**INPUT MATERIAL:**
§ §

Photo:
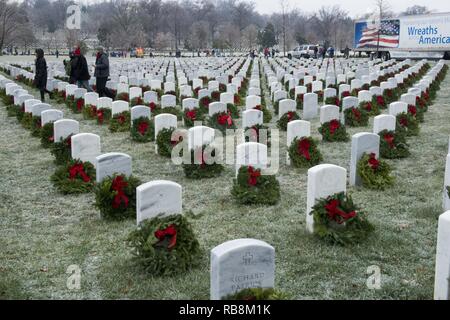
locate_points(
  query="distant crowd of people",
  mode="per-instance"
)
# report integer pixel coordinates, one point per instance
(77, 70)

§ §

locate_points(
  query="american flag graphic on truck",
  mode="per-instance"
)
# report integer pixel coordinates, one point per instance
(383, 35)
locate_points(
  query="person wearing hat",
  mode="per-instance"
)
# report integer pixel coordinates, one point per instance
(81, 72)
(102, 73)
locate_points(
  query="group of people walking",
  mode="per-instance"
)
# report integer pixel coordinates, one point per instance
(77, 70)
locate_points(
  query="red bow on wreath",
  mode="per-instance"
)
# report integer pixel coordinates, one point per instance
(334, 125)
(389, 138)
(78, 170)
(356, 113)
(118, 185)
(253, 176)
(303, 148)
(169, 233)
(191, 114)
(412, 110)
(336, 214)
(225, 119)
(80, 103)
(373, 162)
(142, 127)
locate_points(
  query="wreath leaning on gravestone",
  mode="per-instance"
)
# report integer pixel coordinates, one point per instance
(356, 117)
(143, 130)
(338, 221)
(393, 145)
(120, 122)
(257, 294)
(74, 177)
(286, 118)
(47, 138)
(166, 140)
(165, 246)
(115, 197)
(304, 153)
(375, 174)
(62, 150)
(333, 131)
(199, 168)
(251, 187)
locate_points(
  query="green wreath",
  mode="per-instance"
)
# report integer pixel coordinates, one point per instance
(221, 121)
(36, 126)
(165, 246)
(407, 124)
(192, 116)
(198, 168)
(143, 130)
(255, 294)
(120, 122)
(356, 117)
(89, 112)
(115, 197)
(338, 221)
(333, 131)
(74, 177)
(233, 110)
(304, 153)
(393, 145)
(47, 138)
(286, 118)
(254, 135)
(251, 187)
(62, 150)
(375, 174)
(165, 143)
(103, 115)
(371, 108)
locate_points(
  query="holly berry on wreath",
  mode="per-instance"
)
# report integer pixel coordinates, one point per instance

§ §

**INSTRUCTIONS TO FOLLOW:** How many lines in the entries above contain the word "query"? Reply with the number alone.

**TASK SOLUTION:** 8